TASK GOAL: Copy out all the items below, substituting "please" for every "kindly" and leaving everything else unchanged.

GIVEN DATA:
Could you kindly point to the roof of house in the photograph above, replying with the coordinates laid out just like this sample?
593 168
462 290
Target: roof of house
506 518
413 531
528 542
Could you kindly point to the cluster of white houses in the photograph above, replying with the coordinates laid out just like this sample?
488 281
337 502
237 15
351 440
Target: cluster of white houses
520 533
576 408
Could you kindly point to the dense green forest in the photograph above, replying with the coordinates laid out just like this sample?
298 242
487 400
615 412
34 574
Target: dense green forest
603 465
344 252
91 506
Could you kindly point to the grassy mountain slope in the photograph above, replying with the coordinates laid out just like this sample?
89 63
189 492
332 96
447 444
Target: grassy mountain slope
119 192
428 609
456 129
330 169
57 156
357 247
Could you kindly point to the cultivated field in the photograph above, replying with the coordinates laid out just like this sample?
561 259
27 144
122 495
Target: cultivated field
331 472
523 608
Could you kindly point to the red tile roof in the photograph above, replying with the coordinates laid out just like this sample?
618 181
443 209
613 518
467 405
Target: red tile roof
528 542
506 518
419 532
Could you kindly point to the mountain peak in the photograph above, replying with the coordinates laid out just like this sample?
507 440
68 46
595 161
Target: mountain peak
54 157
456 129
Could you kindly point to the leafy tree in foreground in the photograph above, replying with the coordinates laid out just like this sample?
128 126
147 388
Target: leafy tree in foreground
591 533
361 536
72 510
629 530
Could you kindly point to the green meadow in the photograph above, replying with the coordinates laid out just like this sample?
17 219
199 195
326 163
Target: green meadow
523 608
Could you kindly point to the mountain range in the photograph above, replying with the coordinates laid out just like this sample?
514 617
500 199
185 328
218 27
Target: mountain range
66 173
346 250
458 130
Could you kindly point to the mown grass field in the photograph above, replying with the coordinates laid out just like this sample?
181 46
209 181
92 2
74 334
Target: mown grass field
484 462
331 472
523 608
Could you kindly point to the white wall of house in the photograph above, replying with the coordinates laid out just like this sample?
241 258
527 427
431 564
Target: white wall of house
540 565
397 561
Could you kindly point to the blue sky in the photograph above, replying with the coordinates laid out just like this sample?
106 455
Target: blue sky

TASK SOLUTION:
Could you please point to the roof of house in the photograph above, replying with the coordinates laid out just like this sample?
593 168
462 290
Target: roof of house
506 518
413 531
528 542
Could you please point to the cluster of white houses in the photograph above, replying with the coordinates laid out just like this sample?
488 281
337 502
237 15
351 440
Target: cluster of white houses
520 533
576 408
Could you please point to the dense green forest in the photograph above, replying with the coordinates laid out just like this sample?
298 242
487 400
615 412
34 574
Target: dense green forest
603 465
344 252
91 506
Could you please point to the grassy mountain slope in the photograph above, replying with the coordinates laid out just like this sample?
89 63
189 492
332 96
447 444
Target: grassy mountain slope
119 192
428 609
456 129
330 169
57 156
357 247
Could you please point to the cultivated field in the photograph above, replying with the coordinates laid out just like this sample?
561 259
27 144
122 495
Target: cultivated field
331 472
523 608
Could you please point to the red tile roof in the photograph above, replying with the coordinates laid out just like this sample?
618 181
443 209
613 518
467 405
Target: red tile roof
528 542
506 518
419 532
Could you please point to the mountain peak in the photograph above, replying with the coordinates laid out just like this sample?
507 440
68 46
595 161
Target: mountain peak
54 157
456 129
Could you please point to the leafy tree in foreground in the photograph above, replying with the coordinates laid out just like this sample?
128 126
147 388
Target: leafy tree in foreground
591 533
361 536
72 510
629 530
Could you please point to the green meadow in the photograph above, replying with the coordinates laid out just like this sample?
17 219
199 195
326 163
Target: green meadow
523 608
Could you please point to the mountain range in the photograph above, replying with the coordinates laid out just like this sample?
514 617
500 199
185 328
218 27
Target: mountain range
66 173
346 250
458 130
Could you please point to the mown grass field in the photograph above, replying with the coordinates laid out just like this sample?
181 46
209 181
92 2
74 334
Target: mown grass field
484 462
331 472
523 608
Could you please point to the white wall of house in the photograph above, replying with the coordinates laid out just like this sample?
241 258
527 427
431 564
Target: white wall of house
540 565
397 561
Could you please point to the blue sky in the photograph above, replying with the coordinates laid out just like this sample?
106 455
Target: blue sky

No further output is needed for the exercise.